* **CONSIGNE**
Répondez à ces questions sur le texte consacré à Pierre Benoit :
(a) En quelle année et dans quelle ville Pierre Benoit est-il né ?
(b) Quel prix L'Atlantide a-t-il reçu ?
(c) Dans quelle ville le mène le premier des périples entrepris après sa démission, fin 1922 ?

Critique et romancier, Gérard de Cortanze revient sur le parcours et l’œuvre de l’écrivain et académicien Pierre Benoit, pour rétablir certaines vérités littéraires et historiques.

Né en 1886 à Albi, fils de militaire, Pierre Benoit passe sa petite enfance dans le Sud de la France, avant de partir avec sa famille pour la Tunisie et l’Algérie, en 1903. Son service militaire effectué, il retourne en métropole, à Montpellier, et poursuit un double cursus en droit et en lettres, devient maître d’internat au lycée Lakanal de Sceaux. Là, il échoue à l’agrégation, et occupe divers postes au sein du ministère de l’Instruction publique et des Beaux-arts, tout en fréquentant le milieu littéraire parisien, se liant d’amitié avec Francis Carco et Roland Dorgelès, notamment. Conservateur, il fréquente également Maurice Barrès et Charles Maurras, sans pourtant appartenir à l’Action française.

En 1914, il est nommé lieutenant sur le front de l’Aisne, puis se trouve réformé pour raisons de santé en 1916. Koenigsmark, son premier roman, publié en 1917, connaît un certain retentissement. En 1918, c’est la consécration avec L’Atlantide, publié par Albin Michel, et récompensé par le Grand Prix du Roman de l’Académie française. Parvenu au rang d’auteur populaire, Pierre Benoit écrira désormais un livre par an en moyenne, et donnera de nombreuses conférences, dont certaines demeureront célèbres, comme celle sur “Les écrivains morts à la guerre”, prononcée en 1921 à Lyon. Connu pour son exubérance méridionale, l’homme multiplie alors les conquêtes féminines, dont les actrices Musidora et Fernande, entre autres.

Après sa démission du poste de fonctionnaire, fin 1922, Pierre Benoit débute une série de périples, dont le premier va le mener à Istanbul, où il rencontre Mustafa Kemal Atatürk, fondateur de l’État turc moderne, puis au Liban, sur les traces de Maurice Barrès, qui vient justement de décéder. L’ascension se poursuit. Ayant “rapporté” du Moyen-Orient La Châtelaine du Liban (1924), et Le Puits de Jacob (1929), Pierre Benoit voit également ses récits être adaptés sur grand écran, notamment par Jacques Feyder (L’Atlantide, 1921), Jean Durand (La Chaussée des géants, 1924) et Georges Wilhem Pabst.

Données issues d'une collection:

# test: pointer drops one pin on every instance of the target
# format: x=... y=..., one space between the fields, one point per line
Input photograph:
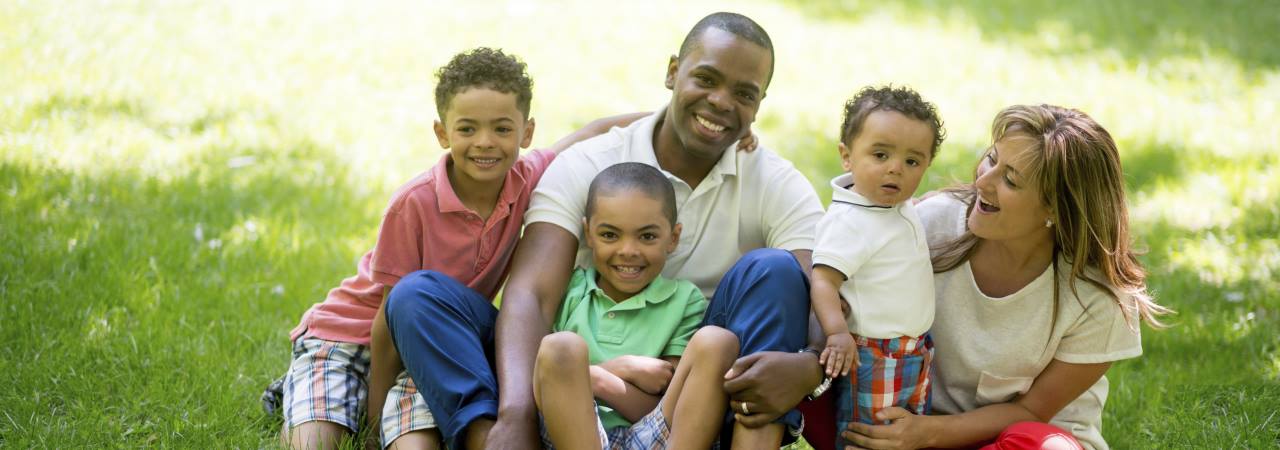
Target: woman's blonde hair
x=1077 y=168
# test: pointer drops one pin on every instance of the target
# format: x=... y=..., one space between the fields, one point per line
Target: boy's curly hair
x=484 y=68
x=888 y=99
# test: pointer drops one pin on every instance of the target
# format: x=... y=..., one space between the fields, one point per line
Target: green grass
x=181 y=179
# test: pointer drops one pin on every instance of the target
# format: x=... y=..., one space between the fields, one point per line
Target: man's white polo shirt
x=748 y=201
x=885 y=260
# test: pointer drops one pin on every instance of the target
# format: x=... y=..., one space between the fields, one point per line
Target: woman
x=1038 y=292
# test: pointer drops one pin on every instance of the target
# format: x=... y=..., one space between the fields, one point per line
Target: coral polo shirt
x=428 y=228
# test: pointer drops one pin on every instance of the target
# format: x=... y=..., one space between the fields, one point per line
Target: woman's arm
x=1052 y=390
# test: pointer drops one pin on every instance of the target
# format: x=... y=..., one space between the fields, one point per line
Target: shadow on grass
x=151 y=312
x=1141 y=31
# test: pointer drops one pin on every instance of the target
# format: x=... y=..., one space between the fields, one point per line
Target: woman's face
x=1009 y=202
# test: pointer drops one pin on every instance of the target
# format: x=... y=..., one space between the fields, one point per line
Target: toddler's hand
x=840 y=356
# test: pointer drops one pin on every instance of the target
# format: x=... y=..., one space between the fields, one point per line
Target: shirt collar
x=447 y=200
x=657 y=292
x=842 y=192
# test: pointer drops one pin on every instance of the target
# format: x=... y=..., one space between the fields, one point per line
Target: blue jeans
x=764 y=301
x=444 y=334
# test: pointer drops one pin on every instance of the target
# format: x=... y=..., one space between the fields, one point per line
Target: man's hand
x=771 y=384
x=650 y=375
x=905 y=431
x=515 y=434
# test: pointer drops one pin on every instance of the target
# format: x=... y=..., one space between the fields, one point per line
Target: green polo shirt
x=656 y=322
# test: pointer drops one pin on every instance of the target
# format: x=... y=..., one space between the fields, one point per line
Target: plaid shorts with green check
x=329 y=381
x=648 y=434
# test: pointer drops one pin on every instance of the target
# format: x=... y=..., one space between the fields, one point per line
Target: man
x=749 y=220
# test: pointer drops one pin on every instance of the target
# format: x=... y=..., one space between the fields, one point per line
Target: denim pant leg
x=444 y=334
x=764 y=301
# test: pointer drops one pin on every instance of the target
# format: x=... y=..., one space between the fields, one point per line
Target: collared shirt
x=991 y=349
x=748 y=201
x=656 y=322
x=428 y=228
x=885 y=258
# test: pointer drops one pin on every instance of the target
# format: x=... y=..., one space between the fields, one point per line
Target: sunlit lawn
x=181 y=179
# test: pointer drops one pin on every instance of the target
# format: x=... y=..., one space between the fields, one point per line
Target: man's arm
x=539 y=272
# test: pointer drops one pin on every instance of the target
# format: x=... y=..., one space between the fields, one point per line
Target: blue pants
x=764 y=301
x=444 y=333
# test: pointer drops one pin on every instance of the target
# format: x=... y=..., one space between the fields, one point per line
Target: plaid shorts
x=648 y=434
x=894 y=372
x=329 y=381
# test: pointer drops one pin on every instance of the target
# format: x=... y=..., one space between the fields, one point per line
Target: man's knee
x=771 y=258
x=713 y=341
x=561 y=352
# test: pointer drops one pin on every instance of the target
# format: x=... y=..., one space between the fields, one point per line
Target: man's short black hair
x=739 y=24
x=890 y=99
x=634 y=177
x=484 y=68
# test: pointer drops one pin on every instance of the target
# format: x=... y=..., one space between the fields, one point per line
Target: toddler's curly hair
x=484 y=68
x=890 y=99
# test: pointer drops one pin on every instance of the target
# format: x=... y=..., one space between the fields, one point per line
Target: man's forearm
x=520 y=329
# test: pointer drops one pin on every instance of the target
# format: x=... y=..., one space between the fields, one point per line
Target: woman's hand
x=906 y=431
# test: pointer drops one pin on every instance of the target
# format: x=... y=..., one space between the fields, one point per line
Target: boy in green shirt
x=622 y=330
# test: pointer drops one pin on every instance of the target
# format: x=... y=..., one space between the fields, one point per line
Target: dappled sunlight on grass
x=181 y=179
x=1220 y=261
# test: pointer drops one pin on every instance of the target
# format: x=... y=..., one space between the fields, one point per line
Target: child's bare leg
x=426 y=439
x=561 y=372
x=323 y=435
x=764 y=437
x=695 y=400
x=478 y=432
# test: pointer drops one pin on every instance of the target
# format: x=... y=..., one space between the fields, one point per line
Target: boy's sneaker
x=273 y=398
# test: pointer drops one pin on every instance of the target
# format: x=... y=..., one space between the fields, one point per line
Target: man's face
x=716 y=91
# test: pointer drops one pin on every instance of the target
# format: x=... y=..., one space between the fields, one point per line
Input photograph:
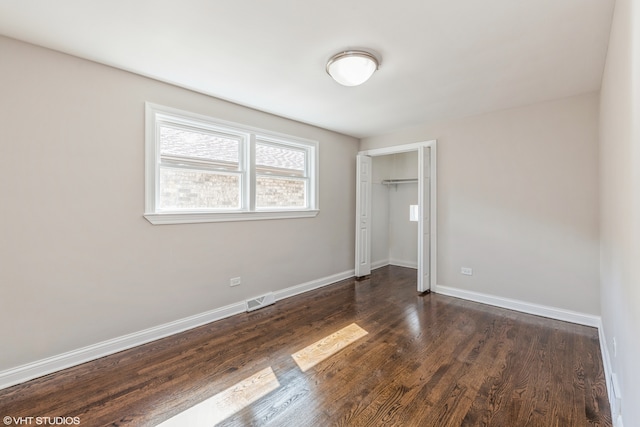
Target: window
x=199 y=169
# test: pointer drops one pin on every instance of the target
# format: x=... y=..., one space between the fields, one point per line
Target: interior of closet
x=394 y=189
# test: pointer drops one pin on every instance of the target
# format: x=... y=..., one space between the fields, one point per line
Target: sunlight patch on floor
x=311 y=355
x=227 y=402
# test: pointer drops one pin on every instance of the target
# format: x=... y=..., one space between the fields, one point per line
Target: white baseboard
x=523 y=306
x=403 y=263
x=66 y=360
x=553 y=313
x=314 y=284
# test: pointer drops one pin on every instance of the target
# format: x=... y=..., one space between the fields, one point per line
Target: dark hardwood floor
x=417 y=360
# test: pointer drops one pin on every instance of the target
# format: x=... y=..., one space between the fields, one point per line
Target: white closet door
x=363 y=216
x=424 y=221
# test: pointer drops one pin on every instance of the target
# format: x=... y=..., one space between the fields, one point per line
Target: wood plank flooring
x=422 y=360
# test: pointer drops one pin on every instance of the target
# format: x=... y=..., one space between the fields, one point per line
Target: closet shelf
x=399 y=181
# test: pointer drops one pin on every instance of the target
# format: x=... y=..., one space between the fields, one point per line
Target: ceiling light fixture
x=352 y=68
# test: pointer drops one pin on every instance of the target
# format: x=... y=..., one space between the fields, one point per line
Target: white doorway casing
x=427 y=254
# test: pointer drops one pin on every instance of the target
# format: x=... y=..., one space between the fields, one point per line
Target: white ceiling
x=440 y=58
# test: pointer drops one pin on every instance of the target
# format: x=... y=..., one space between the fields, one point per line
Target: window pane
x=280 y=160
x=219 y=149
x=187 y=189
x=275 y=192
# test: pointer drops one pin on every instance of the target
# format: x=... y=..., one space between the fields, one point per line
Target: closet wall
x=394 y=238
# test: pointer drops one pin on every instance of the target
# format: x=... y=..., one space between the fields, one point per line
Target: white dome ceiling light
x=353 y=67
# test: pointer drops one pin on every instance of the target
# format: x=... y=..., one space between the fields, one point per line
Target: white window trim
x=250 y=213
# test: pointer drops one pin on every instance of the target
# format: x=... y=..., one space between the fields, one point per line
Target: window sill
x=196 y=217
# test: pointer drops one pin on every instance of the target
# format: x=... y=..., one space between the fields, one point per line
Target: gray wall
x=79 y=263
x=518 y=201
x=620 y=203
x=394 y=238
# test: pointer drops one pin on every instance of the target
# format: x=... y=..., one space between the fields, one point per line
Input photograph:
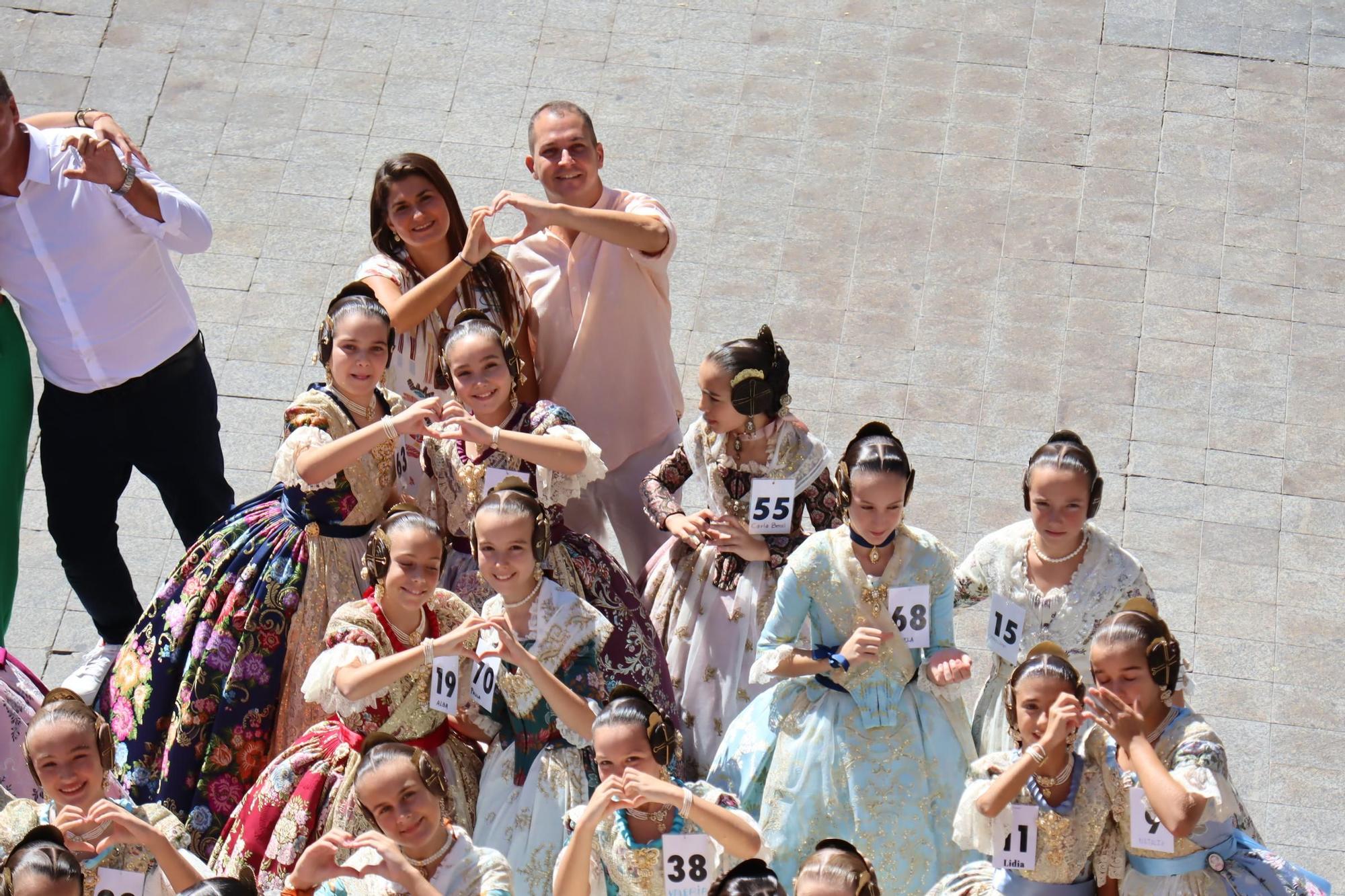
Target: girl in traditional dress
x=1169 y=767
x=373 y=677
x=41 y=865
x=861 y=723
x=617 y=841
x=486 y=435
x=540 y=716
x=418 y=849
x=21 y=697
x=71 y=749
x=432 y=264
x=711 y=587
x=1066 y=572
x=215 y=666
x=1079 y=849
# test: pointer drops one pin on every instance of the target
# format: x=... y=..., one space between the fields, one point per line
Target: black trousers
x=165 y=424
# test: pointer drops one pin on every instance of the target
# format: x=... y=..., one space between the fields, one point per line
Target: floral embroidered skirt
x=307 y=791
x=194 y=694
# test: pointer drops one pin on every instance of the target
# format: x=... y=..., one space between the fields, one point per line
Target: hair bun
x=61 y=694
x=1141 y=606
x=471 y=314
x=354 y=288
x=1067 y=436
x=1051 y=649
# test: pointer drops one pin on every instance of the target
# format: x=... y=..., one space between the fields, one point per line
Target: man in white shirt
x=84 y=252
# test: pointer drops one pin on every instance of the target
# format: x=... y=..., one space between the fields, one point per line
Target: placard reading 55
x=771 y=506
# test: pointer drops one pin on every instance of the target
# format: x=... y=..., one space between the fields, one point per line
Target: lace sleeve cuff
x=766 y=669
x=321 y=682
x=287 y=456
x=559 y=489
x=574 y=736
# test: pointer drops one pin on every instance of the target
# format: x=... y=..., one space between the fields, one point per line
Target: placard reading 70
x=771 y=507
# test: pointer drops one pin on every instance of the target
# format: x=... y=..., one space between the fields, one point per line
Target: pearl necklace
x=406 y=637
x=1036 y=549
x=362 y=411
x=1056 y=780
x=92 y=834
x=422 y=864
x=524 y=602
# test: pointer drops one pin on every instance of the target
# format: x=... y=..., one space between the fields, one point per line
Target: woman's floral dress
x=212 y=674
x=309 y=788
x=576 y=561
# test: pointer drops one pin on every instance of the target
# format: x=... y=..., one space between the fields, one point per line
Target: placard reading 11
x=1147 y=831
x=1015 y=834
x=910 y=608
x=771 y=507
x=687 y=864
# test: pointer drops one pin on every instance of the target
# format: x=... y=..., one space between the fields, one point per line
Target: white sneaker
x=88 y=678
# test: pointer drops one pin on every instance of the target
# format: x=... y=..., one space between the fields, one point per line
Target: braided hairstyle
x=840 y=864
x=1065 y=450
x=630 y=706
x=759 y=372
x=874 y=450
x=1140 y=626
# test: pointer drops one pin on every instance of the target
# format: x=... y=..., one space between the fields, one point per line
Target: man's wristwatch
x=127 y=182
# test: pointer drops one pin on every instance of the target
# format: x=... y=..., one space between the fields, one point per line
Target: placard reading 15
x=687 y=864
x=771 y=506
x=910 y=608
x=1015 y=836
x=1147 y=831
x=119 y=883
x=1004 y=628
x=443 y=685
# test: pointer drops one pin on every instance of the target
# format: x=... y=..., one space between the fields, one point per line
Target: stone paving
x=978 y=221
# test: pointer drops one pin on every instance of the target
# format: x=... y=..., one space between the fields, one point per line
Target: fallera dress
x=22 y=815
x=709 y=606
x=1108 y=577
x=535 y=770
x=875 y=755
x=621 y=866
x=576 y=561
x=309 y=788
x=1223 y=856
x=1078 y=845
x=212 y=674
x=414 y=368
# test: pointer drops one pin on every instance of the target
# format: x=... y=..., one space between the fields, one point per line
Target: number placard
x=687 y=864
x=1015 y=836
x=771 y=506
x=119 y=883
x=486 y=674
x=910 y=608
x=1004 y=628
x=1147 y=831
x=443 y=685
x=496 y=475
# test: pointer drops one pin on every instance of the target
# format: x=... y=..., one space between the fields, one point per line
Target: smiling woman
x=431 y=266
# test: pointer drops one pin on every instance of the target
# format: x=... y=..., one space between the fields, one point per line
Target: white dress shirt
x=92 y=276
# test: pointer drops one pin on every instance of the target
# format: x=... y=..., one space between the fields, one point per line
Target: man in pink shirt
x=595 y=263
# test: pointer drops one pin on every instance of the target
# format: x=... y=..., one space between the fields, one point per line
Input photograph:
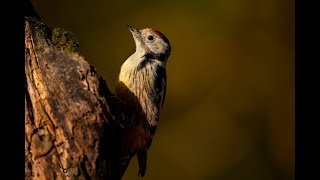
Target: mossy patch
x=58 y=37
x=65 y=39
x=40 y=27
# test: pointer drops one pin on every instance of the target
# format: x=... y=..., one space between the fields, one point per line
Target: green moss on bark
x=57 y=36
x=65 y=39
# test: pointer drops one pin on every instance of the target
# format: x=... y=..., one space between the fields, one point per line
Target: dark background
x=229 y=110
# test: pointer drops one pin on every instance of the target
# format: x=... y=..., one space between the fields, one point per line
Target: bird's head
x=151 y=42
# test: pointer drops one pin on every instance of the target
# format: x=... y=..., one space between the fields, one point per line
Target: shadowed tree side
x=71 y=117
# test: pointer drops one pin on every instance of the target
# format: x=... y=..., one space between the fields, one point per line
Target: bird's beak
x=132 y=29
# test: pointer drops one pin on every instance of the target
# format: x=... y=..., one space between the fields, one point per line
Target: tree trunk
x=70 y=113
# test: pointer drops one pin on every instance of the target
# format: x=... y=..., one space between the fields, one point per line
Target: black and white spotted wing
x=160 y=86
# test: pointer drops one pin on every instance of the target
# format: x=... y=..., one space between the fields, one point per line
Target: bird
x=141 y=87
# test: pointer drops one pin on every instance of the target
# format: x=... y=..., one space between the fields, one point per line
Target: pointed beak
x=133 y=30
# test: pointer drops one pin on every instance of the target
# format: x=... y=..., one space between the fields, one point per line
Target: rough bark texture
x=69 y=111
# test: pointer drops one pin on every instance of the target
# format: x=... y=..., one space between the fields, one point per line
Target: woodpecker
x=142 y=88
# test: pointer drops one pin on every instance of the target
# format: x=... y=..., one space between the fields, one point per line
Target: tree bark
x=70 y=113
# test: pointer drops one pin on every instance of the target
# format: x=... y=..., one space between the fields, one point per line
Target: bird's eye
x=150 y=38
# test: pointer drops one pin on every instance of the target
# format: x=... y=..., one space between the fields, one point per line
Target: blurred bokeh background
x=229 y=110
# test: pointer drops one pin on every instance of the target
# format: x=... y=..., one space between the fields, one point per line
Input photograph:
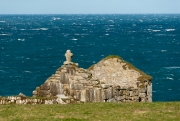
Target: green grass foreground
x=157 y=111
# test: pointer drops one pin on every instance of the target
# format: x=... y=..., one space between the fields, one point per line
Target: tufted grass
x=157 y=111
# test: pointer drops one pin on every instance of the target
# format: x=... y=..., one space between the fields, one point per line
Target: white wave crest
x=173 y=67
x=21 y=39
x=156 y=30
x=170 y=30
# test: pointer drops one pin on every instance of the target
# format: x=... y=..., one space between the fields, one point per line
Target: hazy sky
x=88 y=6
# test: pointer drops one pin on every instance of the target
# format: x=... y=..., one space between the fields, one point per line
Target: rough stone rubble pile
x=110 y=80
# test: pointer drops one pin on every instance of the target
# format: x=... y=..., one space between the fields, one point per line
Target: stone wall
x=110 y=80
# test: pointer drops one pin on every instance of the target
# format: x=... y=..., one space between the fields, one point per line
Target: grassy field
x=158 y=111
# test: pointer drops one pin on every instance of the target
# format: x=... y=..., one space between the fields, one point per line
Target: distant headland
x=110 y=80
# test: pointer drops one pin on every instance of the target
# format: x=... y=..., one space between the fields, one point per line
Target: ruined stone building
x=110 y=80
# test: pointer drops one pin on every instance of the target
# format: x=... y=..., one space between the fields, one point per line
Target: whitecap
x=156 y=30
x=173 y=67
x=163 y=50
x=170 y=30
x=74 y=39
x=28 y=71
x=169 y=78
x=4 y=34
x=21 y=39
x=44 y=28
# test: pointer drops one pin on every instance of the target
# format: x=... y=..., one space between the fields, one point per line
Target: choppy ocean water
x=32 y=47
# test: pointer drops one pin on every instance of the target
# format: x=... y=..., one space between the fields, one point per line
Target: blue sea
x=32 y=47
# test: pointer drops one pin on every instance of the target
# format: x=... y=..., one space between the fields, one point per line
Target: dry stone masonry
x=110 y=80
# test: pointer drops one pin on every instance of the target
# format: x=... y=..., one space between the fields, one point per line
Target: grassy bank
x=158 y=111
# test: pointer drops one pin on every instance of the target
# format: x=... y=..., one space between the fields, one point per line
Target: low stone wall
x=25 y=100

* **RÉSULTAT FINAL**
(a) En 1886, à Albi.
(b) Le Grand Prix du Roman de l'Académie française.
(c) À Istanbul.